Output & Results

Command Line Output

When running the workflow you should see output similar to:

N E X T F L O W  ~  version 22.10.5
Launching `/home/mriffle/tmp/nf-skyline-dia-ms/main.nf` [stoic_feynman] DSL2 - revision: 34335bd586
executor >  slurm (10)
[16/ab4074] process > get_input_files:PANORAMA_GET_FASTA                   [100%] 1 of 1 ✔
[skipped  ] process > get_wide_mzmls:MSCONVERT (1)                         [100%] 1 of 1, stored: 1 ✔
[32/5df5b3] process > ENCYCLOPEDIA_BLIB_TO_DLIB                            [100%] 1 of 1 ✔
[skipped  ] process > get_narrow_mzmls:MSCONVERT (1)                       [100%] 2 of 2, stored: 2 ✔
[e9/12221d] process > encyclopeda_export_elib:ENCYCLOPEDIA_SEARCH_FILE (2) [100%] 2 of 2 ✔
[73/eb8a16] process > encyclopeda_export_elib:ENCYCLOPEDIA_CREATE_ELIB     [100%] 1 of 1 ✔
[e1/dcca0b] process > encyclopedia_quant:ENCYCLOPEDIA_SEARCH_FILE (1)      [100%] 1 of 1 ✔
[ec/89bf5e] process > encyclopedia_quant:ENCYCLOPEDIA_CREATE_ELIB          [100%] 1 of 1 ✔
[ca/247f6e] process > skyline_import:SKYLINE_ADD_LIB                       [100%] 1 of 1 ✔
[9c/56ec4e] process > skyline_import:SKYLINE_IMPORT_MZML (1)               [100%] 1 of 1 ✔
[5e/09549d] process > skyline_import:SKYLINE_MERGE_RESULTS                 [100%] 1 of 1 ✔
Completed at: 07-Jun-2023 13:24:28
Duration    : 40m 23s
CPU hours   : 45.2
Succeeded   : 10

The first line shows the version of Nextflow you are running. The second line shows the version of the workflow you are running. The third line shows the executor you are using. An executor in Nextflow describes the actual system the steps of the workflow are running on. In this case the slurm computer cluster executor was used. The next several lines show the actual steps of the workflow as they are running. If a particular step is run multiple times (e.g., converting many RAW files to mzML using msconvert), the percent complete shows the percentage of the RAW files that have been converted. The final four lines appear when the workflow completes, showing the completion time, how long it took, and the number of steps that succeeded.
- - - - - - -
**Exercise**
Reproduce the Nextflow output page above word for word, from its opening heading through its final sentence.

**Data segment**
- - - - - - -
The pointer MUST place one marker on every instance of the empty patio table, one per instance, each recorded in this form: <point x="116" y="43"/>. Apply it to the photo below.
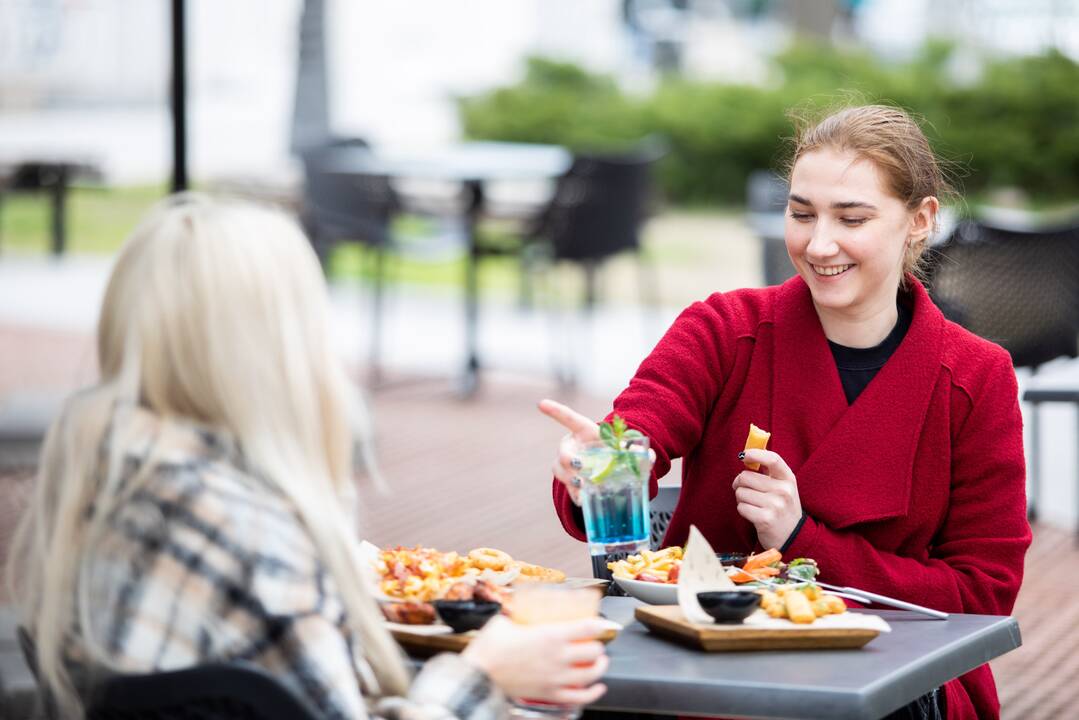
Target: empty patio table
- - - - - - -
**Solution to this exercise**
Output & Results

Command Line Output

When running the workflow you should see output similar to:

N E X T F L O W  ~  version 22.10.5
Launching `/home/mriffle/tmp/nf-skyline-dia-ms/main.nf` [stoic_feynman] DSL2 - revision: 34335bd586
executor >  slurm (10)
[16/ab4074] process > get_input_files:PANORAMA_GET_FASTA                   [100%] 1 of 1 ✔
[skipped  ] process > get_wide_mzmls:MSCONVERT (1)                         [100%] 1 of 1, stored: 1 ✔
[32/5df5b3] process > ENCYCLOPEDIA_BLIB_TO_DLIB                            [100%] 1 of 1 ✔
[skipped  ] process > get_narrow_mzmls:MSCONVERT (1)                       [100%] 2 of 2, stored: 2 ✔
[e9/12221d] process > encyclopeda_export_elib:ENCYCLOPEDIA_SEARCH_FILE (2) [100%] 2 of 2 ✔
[73/eb8a16] process > encyclopeda_export_elib:ENCYCLOPEDIA_CREATE_ELIB     [100%] 1 of 1 ✔
[e1/dcca0b] process > encyclopedia_quant:ENCYCLOPEDIA_SEARCH_FILE (1)      [100%] 1 of 1 ✔
[ec/89bf5e] process > encyclopedia_quant:ENCYCLOPEDIA_CREATE_ELIB          [100%] 1 of 1 ✔
[ca/247f6e] process > skyline_import:SKYLINE_ADD_LIB                       [100%] 1 of 1 ✔
[9c/56ec4e] process > skyline_import:SKYLINE_IMPORT_MZML (1)               [100%] 1 of 1 ✔
[5e/09549d] process > skyline_import:SKYLINE_MERGE_RESULTS                 [100%] 1 of 1 ✔
Completed at: 07-Jun-2023 13:24:28
Duration    : 40m 23s
CPU hours   : 45.2
Succeeded   : 10

The first line shows the version of Nextflow you are running. The second line shows the version of the workflow you are running. The third line shows the executor you are using. An executor in Nextflow describes the actual system the steps of the workflow are running on. In this case the slurm computer cluster executor was used. The next several lines show the actual steps of the workflow as they are running. If a particular step is run multiple times (e.g., converting many RAW files to mzML using msconvert), the percent complete shows the percentage of the RAW files that have been converted. The final four lines appear when the workflow completes, showing the completion time, how long it took, and the number of steps that succeeded.